- _Aim of the exercise_
Output all records precisely as written.

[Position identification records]
---+---
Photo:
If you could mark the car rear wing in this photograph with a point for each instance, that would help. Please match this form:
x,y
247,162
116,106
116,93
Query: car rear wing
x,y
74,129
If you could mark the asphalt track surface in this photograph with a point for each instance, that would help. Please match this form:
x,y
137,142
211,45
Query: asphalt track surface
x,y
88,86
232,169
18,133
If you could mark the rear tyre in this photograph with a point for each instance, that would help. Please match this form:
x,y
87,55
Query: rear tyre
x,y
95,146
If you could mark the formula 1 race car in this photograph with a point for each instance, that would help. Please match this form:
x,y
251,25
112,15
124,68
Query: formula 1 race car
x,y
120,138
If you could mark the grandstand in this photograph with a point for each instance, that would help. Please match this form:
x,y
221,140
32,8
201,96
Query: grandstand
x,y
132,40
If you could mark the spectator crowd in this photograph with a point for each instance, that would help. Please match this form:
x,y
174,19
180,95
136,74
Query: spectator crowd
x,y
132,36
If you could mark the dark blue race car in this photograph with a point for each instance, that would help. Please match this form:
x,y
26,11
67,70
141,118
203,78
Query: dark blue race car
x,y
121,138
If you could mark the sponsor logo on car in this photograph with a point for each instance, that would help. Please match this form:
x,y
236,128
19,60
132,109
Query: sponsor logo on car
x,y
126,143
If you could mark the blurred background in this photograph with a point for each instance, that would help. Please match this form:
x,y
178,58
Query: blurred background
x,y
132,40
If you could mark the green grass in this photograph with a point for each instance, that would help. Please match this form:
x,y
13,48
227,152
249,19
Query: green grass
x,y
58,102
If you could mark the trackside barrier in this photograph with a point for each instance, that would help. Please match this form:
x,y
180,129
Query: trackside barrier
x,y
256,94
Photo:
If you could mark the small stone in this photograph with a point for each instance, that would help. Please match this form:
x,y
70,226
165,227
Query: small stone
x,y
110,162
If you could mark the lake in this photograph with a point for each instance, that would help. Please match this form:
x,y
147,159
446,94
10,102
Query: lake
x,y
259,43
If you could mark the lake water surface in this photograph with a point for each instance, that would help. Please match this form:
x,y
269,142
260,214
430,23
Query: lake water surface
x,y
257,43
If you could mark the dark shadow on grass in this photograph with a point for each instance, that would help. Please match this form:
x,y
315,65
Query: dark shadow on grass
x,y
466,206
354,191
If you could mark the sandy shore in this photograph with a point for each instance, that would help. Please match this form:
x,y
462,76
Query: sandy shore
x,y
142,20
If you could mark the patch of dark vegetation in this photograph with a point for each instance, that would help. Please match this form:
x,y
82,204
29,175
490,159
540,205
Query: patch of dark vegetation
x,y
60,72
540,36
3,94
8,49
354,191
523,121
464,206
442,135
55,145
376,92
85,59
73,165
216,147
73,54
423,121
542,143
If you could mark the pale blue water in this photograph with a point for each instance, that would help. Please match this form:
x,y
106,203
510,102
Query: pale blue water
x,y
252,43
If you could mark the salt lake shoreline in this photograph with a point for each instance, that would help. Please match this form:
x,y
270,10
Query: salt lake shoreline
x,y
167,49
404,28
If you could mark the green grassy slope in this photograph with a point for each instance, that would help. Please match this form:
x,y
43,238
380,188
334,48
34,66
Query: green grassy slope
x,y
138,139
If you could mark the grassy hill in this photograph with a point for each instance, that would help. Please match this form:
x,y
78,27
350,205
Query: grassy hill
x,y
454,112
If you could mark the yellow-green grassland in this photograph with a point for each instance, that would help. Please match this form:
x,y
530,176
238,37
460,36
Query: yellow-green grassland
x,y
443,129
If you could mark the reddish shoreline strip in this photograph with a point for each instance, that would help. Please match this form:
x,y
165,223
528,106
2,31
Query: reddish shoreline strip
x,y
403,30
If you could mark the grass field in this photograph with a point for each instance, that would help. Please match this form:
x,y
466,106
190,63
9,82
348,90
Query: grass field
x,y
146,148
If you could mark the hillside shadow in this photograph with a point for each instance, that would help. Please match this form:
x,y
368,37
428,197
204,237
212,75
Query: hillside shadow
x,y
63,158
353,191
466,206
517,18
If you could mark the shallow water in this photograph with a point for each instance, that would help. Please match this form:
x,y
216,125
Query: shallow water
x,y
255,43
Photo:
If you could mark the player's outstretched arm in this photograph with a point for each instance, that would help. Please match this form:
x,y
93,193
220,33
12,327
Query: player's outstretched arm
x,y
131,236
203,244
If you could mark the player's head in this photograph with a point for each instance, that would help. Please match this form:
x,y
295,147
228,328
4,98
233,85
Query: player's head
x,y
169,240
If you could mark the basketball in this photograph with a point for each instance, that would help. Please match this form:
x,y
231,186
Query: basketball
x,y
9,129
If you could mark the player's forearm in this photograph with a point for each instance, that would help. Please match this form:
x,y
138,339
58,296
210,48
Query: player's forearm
---+---
- _Response to the task_
Photo:
If you could mark the car rear wing in this photograph with a point for each instance, that would help. Please match this form:
x,y
247,162
116,106
116,93
Query: car rear wing
x,y
74,129
If you could mark the asphalt track surface in this photograph with a point for each instance, that would help. Please match this form:
x,y
137,142
211,45
Query: asphalt track surface
x,y
88,86
232,169
18,133
If you could mark the rear tyre in this photograph with a point for each instance, that would help. Please match this form:
x,y
87,55
Query: rear tyre
x,y
95,146
If you could mark the formula 1 race car in this photograph with a point for each instance, that would help. Please match this form:
x,y
251,25
112,15
124,68
Query: formula 1 race car
x,y
120,138
If you could mark the grandstand in this photograph with a point for each instance, that would help. Please match this form:
x,y
221,140
32,8
201,96
Query: grandstand
x,y
132,40
If you could mark the spectator crowd in this photograph with a point for each instance, that would help. Please match this form:
x,y
174,19
180,95
136,74
Query: spectator crowd
x,y
132,36
If you could mark the dark blue race car in this photograph with a point for each instance, that would help. Please match this form:
x,y
26,11
67,70
141,118
203,78
Query: dark blue race car
x,y
121,138
If you could mark the sponsor logo on car in this photograph with a point for each instance, that would help. Please match this form:
x,y
236,128
19,60
132,109
Query: sponsor logo on car
x,y
126,143
If you could mark the blurred background in this photograph with a point for each instance, that would help. Please match this form:
x,y
178,58
Query: blurred background
x,y
132,40
If you could mark the green grass in this photograph with a point for each instance, that would help. Please match this form:
x,y
13,48
227,152
249,19
Query: green grass
x,y
58,102
If you could mark the trackside barrier in this photograph with a point for each instance, that would help. Please match this form:
x,y
180,129
Query: trackside barrier
x,y
256,94
Photo:
If you could mark the small stone in this photograph with a point for each instance, that would help. Please match this form:
x,y
70,226
165,227
Query: small stone
x,y
110,162
If you could mark the lake in this photograph with a point for each instance, that would help. Please match this form:
x,y
147,159
446,94
10,102
Query: lake
x,y
259,43
If you could mark the lake water surface in this photograph with a point for each instance, that would help. Please match this form:
x,y
269,142
260,214
430,23
Query: lake water surface
x,y
257,43
If you could mark the dark shadow on grass in this photograph with a point for each instance, that would help. Please match this form:
x,y
315,65
Query: dark shadow on grass
x,y
466,206
354,191
If you could mark the sandy shore in this photograph with a point for each instance, that would help. Please match this form:
x,y
462,76
Query: sandy shore
x,y
142,20
If you could mark the patch of dark vegetation in this photograph with a point for each instance, that would help. Please match this form:
x,y
82,204
29,175
490,159
540,205
Query: patch of dark vegetation
x,y
60,72
540,36
3,94
8,49
354,191
523,121
464,206
442,135
55,145
376,92
85,59
73,165
216,147
73,54
423,121
542,143
If you could mark the pale blue water in this photograph with a point for each instance, that would help. Please match this form:
x,y
106,203
510,102
Query: pale blue water
x,y
252,43
If you could mark the salt lake shoreline in this photograph with a point for each instance, that would help. Please match this form:
x,y
270,10
Query: salt lake shoreline
x,y
167,49
404,28
If you could mark the green grassy slope in this photograph with a point for each instance, that would help. Please match this form:
x,y
43,238
380,188
334,48
34,66
Query: green grassy slope
x,y
138,139
If you could mark the grassy hill in this photograph with a point for each instance, that would help. Please match this form:
x,y
78,27
350,205
Query: grassy hill
x,y
454,112
If you could mark the yellow-green grassland in this photograph with a point for each instance, that would help. Please match this form:
x,y
530,176
238,37
460,36
Query: yellow-green grassland
x,y
443,129
If you could mark the reddish shoreline strip in this photograph with a point for each instance, that would help. Please match this form:
x,y
165,223
528,106
2,31
Query: reddish shoreline strip
x,y
403,30
If you could mark the grass field in this photograph with a point for each instance, that would help. Please match this form:
x,y
466,106
190,63
9,82
348,90
Query: grass field
x,y
146,148
If you could mark the hillside shadow in this photograph with a point for each instance, that would help. Please match this form:
x,y
368,37
428,197
204,237
212,75
Query: hillside shadow
x,y
63,158
353,191
466,206
517,18
If you could mark the shallow water in this photograph with a point for each instance, that would help. Please match this form:
x,y
216,125
Query: shallow water
x,y
255,43
Photo:
If you could mark the player's outstretched arm in this photograph with a point for each instance, that would help. Please match this form:
x,y
93,193
220,33
12,327
Query: player's outstretched arm
x,y
131,236
203,244
If you could mark the player's head in this photograph with a point for each instance, that would help. Please match this form:
x,y
295,147
228,328
4,98
233,85
Query: player's head
x,y
169,240
If you could mark the basketball in this photograph with a point for each instance, that would help. Please match this form:
x,y
231,186
Query: basketball
x,y
9,129
If you could mark the player's forearm in this photograph with a point for each instance, that would help. Please match this form:
x,y
138,339
58,296
210,48
Query: player's forearm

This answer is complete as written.